§ **EXCERPTED PASSAGE**:

# cinder blocks



## cp5041 (Oct 29, 2006)

anyone ever use cinder blocks and box them in with wood for a stand?


----------



## Gump (Oct 26, 2006)

What size tank are you making a stand for? If its not bigger than 300 gallons i wouldn't use cinder blocks. 2x4's and 4x4's would do just fine holding up 300 gallon tanks if built correctly. Here are some pics of the stands I built for a 75 gallon and 450 gallon. 

Here is the basic design I used for both stands just used different materials. 
http://i22.photobucket.com/albums/b324/gump1529/Tanks008.jpg

Showing the added plywood top, I also put a piece of plywood on the bottom so the filter and supplies would have a place to sit.
http://i22.photobucket.com/albums/b324/gump1529/Tanks011.jpg

The two frames for the 450. The brown wood are 2x4s and the green are 4x4s. the 4x4s are on the top.
http://i22.photobucket.com/albums/b324/gump1529/Tanks017.jpg

The top with all the brackets before the plywood.
http://i22.photobucket.com/albums/b324/gump1529/Tanks018.jpg

The cinder blocks getting put together before i filled them with concrete (each stack weights over 200 pounts)
http://i22.photobucket.com/albums/b324/gump1529/Cinderblocksgettingmortarded1.jpg

The top, bottom and cinder block stacks put together and sprayed with a primer/sealer
http://i22.photobucket.com/albums/b324/gump1529/Stand200608251.jpg

The wood frame is also a lot easier to put a wood shroud on as well.

§ **MATERIAL PROVIDED**:
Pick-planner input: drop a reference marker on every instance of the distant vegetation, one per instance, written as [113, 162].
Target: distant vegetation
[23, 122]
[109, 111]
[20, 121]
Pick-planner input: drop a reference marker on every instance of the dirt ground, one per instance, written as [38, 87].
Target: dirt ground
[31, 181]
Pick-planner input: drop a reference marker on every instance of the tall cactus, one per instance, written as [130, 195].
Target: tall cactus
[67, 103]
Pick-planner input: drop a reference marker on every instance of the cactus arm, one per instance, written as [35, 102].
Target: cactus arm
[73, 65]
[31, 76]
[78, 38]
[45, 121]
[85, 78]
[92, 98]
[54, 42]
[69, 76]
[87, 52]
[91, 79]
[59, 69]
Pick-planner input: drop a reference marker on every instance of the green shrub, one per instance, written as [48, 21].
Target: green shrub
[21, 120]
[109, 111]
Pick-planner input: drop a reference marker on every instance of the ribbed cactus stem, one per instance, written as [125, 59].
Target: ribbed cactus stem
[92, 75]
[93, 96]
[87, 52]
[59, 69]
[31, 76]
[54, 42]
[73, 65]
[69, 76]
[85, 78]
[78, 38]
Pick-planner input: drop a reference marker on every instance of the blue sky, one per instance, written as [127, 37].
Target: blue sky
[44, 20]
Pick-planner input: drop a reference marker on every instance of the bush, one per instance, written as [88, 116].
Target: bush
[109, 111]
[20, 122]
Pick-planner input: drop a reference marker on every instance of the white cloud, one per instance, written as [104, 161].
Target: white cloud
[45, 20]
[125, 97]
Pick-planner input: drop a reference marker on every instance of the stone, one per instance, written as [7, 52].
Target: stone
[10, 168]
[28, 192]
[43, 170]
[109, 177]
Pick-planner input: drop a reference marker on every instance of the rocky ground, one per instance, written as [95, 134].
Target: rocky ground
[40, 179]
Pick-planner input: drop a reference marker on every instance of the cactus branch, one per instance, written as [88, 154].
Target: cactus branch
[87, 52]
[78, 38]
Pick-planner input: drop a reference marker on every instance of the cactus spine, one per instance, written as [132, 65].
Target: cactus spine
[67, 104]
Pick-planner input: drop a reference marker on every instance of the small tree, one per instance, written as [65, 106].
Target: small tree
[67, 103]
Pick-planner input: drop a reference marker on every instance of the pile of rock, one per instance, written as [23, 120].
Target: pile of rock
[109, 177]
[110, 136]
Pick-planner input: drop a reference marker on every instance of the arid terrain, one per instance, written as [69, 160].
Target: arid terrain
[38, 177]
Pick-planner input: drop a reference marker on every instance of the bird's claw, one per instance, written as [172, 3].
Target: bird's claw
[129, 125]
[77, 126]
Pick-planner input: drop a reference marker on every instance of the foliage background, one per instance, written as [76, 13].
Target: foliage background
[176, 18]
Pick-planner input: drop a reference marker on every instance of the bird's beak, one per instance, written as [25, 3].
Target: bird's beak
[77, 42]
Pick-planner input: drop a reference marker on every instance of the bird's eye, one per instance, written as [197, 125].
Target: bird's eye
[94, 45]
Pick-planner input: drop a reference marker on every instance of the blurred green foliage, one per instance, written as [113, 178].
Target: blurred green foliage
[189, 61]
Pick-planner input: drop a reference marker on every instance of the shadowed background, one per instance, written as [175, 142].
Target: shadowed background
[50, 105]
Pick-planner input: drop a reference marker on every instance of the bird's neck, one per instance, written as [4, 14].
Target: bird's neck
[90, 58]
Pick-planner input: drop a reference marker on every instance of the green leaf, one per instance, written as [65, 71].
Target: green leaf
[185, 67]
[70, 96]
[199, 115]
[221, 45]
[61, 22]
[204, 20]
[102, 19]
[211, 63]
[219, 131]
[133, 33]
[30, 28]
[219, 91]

§ **PROBLEMS TO WORK ON**:
a) Answer these about the cinder-block stand thread above, one line each:
(i) Only for tanks bigger than what size would Gump use cinder blocks?
(ii) In the two frames for the 450, what color are the 4x4s?
(iii) What were the cinder block stacks filled with?
b) Pick up the forum thread about cinder-block aquarium stands right after its final sentence and extend it.

§ **RESPONSES IN ORDER**:
a)
(i) 300 gallons
(ii) Green
(iii) Concrete

b)
http://i22.photobucket.com/albums/b324/gump1529/Stand200608251.jpg


----------



## herefishy (Dec 14, 2006)

Back in the day, when I got my first BIG tank, a 135g, I did not use wood for support. Instead I use 2 1/2x2 1/2" angle iron. Less deflection. The 135g was only a 5' long tank. Three rows of concrete block 4-high. Fit right in with the rest of my decor, too. Including the peach crate end tables, papasan chairs, beanbags, TV trays, and concrete block stereo stand.


----------



## cp5041 (Oct 29, 2006)

the tanks a 120 (4x2x2) i was jsut thinkin the cinder blocks would be easier, the last thing i want is that tank smashed on the floor......plus that 120 gallons of water wouldnt be fun either


----------



## herefishy (Dec 14, 2006)

Leveling a tank that size is very important. Please bear that in mind when you set it up.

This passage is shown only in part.